> [Problem to work on]: Repeat exactly the lines of the entries below from the one with "leaf in the photo above. Give pixel coordinates." through the one with "slat in the photo above. Give pixel coordinates.", both ends included, and nothing else.
Content starts
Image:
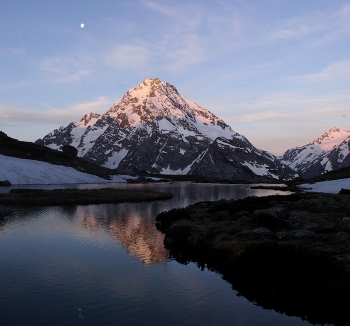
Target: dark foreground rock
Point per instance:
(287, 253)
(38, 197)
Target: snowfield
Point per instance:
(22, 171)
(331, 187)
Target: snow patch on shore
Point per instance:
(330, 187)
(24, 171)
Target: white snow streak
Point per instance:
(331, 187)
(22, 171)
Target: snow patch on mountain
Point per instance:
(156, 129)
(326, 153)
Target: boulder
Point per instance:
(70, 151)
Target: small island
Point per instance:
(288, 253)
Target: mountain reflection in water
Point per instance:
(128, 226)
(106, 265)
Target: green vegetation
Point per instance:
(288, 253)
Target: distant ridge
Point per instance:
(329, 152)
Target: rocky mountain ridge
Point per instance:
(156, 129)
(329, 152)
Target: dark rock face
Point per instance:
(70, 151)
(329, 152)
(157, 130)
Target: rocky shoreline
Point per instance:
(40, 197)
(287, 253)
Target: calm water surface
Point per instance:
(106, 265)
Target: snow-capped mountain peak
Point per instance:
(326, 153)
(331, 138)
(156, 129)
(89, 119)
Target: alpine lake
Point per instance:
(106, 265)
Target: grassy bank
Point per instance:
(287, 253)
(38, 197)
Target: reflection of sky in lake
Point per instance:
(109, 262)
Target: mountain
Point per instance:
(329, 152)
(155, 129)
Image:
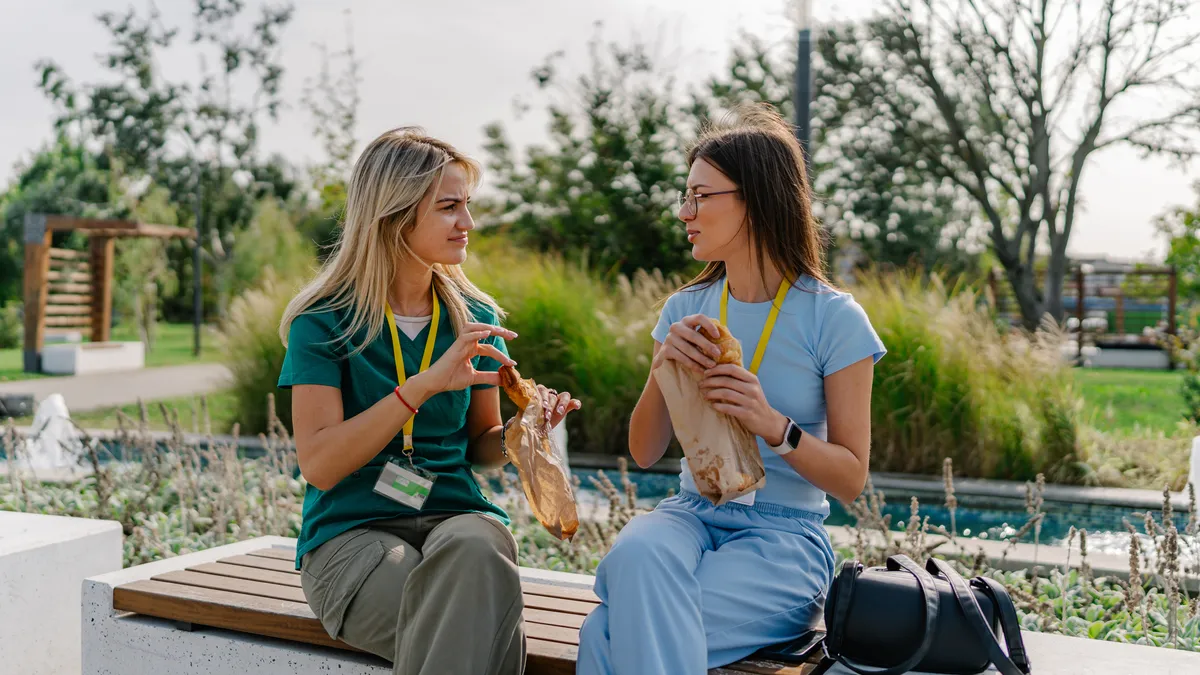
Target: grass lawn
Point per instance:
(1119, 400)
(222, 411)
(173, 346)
Content ends
Content starts
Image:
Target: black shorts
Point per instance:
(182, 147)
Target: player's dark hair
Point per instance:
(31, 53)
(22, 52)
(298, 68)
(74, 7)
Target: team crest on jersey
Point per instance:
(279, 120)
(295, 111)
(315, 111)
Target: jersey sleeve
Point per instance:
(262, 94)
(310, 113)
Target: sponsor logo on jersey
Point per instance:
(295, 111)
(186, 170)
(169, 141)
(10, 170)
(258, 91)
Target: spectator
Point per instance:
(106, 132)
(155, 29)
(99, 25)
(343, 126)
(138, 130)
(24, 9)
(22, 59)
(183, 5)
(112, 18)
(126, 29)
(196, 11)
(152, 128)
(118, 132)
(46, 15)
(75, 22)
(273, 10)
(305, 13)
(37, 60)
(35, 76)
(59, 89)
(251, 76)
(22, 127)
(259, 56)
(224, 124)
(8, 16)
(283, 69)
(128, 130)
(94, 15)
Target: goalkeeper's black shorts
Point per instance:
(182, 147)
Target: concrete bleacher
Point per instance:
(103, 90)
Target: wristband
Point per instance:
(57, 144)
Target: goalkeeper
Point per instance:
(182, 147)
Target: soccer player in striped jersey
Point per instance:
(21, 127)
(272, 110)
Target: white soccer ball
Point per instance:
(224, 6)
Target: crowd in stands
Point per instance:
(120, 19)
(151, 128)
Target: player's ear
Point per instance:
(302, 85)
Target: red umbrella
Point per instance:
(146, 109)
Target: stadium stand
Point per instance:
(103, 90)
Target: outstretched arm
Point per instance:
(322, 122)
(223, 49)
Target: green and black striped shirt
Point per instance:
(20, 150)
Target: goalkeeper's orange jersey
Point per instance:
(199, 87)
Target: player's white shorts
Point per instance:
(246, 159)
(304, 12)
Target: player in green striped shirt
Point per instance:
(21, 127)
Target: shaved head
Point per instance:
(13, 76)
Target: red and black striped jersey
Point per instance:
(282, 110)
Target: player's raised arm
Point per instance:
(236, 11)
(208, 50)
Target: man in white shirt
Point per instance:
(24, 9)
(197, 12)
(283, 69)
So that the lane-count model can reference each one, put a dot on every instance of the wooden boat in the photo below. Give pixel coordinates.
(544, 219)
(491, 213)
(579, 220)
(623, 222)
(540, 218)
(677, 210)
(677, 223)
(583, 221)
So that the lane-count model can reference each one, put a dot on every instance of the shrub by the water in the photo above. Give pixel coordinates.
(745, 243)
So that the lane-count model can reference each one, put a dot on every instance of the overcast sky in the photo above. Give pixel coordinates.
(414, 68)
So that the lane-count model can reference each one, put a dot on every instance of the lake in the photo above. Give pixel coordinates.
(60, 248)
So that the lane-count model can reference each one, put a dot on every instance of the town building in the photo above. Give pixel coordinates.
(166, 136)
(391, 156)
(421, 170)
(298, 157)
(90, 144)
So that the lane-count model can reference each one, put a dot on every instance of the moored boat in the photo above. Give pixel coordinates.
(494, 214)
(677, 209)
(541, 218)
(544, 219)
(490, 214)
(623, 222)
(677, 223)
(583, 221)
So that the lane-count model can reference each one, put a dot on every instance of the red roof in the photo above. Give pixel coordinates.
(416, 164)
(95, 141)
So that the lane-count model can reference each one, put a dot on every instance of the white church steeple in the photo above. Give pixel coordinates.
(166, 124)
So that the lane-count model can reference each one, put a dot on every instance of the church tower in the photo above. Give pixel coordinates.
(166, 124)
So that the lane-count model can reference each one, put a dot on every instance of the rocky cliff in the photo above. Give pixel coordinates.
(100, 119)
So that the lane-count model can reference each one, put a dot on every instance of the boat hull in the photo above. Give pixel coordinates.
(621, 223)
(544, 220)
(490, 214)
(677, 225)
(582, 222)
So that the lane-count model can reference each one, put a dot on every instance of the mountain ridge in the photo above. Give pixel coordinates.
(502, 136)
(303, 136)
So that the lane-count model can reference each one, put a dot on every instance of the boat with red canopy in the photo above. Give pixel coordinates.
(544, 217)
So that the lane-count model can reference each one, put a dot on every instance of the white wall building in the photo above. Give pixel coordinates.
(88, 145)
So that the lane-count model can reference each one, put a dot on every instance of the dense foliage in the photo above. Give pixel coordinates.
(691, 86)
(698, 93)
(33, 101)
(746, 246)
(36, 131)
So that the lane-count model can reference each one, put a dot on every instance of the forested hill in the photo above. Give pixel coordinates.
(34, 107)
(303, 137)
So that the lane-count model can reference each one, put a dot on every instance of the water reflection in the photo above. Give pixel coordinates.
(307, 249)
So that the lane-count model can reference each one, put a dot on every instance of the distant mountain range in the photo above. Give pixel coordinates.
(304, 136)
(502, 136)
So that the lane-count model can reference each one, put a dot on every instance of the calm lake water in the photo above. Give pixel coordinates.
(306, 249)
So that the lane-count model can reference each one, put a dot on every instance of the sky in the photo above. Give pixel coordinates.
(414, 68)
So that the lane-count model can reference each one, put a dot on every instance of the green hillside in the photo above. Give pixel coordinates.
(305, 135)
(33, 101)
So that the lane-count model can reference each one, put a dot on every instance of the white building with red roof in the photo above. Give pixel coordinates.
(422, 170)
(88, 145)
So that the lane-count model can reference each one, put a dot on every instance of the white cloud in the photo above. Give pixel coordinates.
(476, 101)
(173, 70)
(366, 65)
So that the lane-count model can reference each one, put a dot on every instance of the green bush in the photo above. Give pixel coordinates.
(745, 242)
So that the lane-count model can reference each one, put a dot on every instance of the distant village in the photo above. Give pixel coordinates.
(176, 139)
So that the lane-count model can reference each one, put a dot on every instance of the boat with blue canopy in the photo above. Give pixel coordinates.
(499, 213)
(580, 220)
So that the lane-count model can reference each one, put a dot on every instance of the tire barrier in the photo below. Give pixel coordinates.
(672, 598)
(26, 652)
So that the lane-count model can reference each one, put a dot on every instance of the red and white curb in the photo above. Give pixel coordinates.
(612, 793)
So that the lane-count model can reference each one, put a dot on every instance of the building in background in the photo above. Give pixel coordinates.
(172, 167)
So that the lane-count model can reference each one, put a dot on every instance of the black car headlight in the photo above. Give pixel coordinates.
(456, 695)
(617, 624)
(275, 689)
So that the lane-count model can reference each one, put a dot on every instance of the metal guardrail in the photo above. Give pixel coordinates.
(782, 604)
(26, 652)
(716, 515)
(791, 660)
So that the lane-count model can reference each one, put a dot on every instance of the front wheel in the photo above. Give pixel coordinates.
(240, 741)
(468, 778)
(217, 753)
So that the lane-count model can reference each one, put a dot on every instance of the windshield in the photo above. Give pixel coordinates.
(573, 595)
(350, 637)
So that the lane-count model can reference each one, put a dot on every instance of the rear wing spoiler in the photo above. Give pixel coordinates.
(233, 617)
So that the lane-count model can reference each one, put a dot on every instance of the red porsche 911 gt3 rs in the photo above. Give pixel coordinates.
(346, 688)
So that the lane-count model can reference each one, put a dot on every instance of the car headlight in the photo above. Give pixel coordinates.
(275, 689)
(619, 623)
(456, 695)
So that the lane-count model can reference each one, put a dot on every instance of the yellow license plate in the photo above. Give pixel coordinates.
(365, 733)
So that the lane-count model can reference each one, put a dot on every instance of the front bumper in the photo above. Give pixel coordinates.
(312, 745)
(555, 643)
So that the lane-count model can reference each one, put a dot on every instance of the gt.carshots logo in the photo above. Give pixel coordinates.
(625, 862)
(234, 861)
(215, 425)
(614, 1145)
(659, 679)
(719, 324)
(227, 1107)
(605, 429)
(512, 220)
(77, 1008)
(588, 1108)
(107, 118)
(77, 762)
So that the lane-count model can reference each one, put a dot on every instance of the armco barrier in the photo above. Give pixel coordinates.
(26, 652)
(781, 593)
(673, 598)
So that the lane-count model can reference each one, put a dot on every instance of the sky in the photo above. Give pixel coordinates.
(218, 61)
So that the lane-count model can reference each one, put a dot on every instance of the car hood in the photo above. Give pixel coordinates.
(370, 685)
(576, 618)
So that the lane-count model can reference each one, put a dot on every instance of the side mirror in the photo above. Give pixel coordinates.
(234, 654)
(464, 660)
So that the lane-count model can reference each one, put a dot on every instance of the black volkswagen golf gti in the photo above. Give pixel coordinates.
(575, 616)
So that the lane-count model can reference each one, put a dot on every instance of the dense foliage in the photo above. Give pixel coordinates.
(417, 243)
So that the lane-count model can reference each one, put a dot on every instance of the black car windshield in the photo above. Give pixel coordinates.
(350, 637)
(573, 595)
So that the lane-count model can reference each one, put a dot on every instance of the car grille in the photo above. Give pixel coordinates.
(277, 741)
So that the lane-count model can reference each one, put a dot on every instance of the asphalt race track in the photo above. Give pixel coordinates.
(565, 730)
Content ends
Content starts
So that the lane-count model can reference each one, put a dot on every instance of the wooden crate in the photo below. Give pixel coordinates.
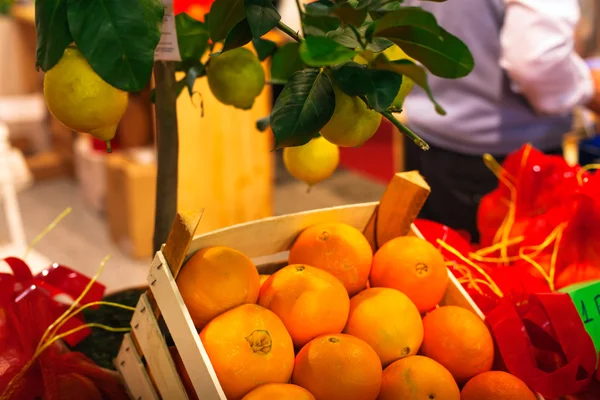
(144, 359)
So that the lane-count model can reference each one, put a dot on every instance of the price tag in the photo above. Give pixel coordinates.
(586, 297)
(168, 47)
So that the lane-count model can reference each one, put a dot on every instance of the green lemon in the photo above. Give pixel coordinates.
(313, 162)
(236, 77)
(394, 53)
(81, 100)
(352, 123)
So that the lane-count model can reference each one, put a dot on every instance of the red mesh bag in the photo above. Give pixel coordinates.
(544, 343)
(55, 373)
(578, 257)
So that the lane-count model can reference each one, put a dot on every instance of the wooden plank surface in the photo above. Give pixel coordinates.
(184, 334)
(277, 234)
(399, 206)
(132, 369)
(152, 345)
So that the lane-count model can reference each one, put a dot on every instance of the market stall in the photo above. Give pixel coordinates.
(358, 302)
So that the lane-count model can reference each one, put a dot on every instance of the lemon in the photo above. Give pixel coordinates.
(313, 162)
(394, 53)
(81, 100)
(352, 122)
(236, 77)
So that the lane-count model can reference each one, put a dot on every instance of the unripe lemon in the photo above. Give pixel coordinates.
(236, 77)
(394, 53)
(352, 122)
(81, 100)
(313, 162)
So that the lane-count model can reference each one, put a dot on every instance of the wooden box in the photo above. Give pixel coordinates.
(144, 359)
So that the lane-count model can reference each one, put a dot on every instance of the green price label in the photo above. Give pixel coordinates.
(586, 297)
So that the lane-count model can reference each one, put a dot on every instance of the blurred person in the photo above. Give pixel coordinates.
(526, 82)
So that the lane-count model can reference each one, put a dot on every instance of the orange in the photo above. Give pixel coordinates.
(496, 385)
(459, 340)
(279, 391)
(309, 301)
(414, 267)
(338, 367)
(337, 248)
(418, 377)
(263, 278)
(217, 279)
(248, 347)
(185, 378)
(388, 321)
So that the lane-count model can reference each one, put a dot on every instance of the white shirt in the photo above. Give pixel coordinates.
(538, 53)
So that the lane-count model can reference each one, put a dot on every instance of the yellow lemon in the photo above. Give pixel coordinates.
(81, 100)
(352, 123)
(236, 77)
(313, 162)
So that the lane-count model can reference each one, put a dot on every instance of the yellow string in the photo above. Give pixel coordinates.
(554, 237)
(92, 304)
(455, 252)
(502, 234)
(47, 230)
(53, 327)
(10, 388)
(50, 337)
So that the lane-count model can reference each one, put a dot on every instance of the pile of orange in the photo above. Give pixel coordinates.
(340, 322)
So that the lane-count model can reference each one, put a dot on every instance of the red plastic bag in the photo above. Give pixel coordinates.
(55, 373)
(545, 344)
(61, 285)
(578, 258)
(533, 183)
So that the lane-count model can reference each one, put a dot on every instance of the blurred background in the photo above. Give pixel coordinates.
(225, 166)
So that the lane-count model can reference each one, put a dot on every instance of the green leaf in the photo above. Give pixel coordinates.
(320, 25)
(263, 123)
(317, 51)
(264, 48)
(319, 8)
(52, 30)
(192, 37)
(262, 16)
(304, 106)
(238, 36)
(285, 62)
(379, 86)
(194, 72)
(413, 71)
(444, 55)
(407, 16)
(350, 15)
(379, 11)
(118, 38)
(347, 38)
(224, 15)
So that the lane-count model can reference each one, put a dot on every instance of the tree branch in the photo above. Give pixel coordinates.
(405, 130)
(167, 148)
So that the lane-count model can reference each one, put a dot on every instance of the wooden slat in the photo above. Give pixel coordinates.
Content ends
> [Response to this task]:
So that the lane-count model can reference each one, put a dot on every instance of the green leaf in the photo above. Give pixel coordinates.
(320, 25)
(263, 123)
(317, 51)
(264, 48)
(319, 8)
(52, 30)
(192, 37)
(262, 16)
(304, 106)
(238, 36)
(285, 62)
(379, 86)
(194, 72)
(413, 71)
(444, 55)
(407, 16)
(350, 15)
(379, 11)
(118, 38)
(347, 38)
(224, 15)
So that the lane-count model can reference each one, put a dot on every instance of the tree branch in the photo above. Give pixel coordinates.
(405, 130)
(167, 148)
So that the lane-count model can reference each one, put a dot on every instance of the wooden slat in the photo above. Give pixel coordinates.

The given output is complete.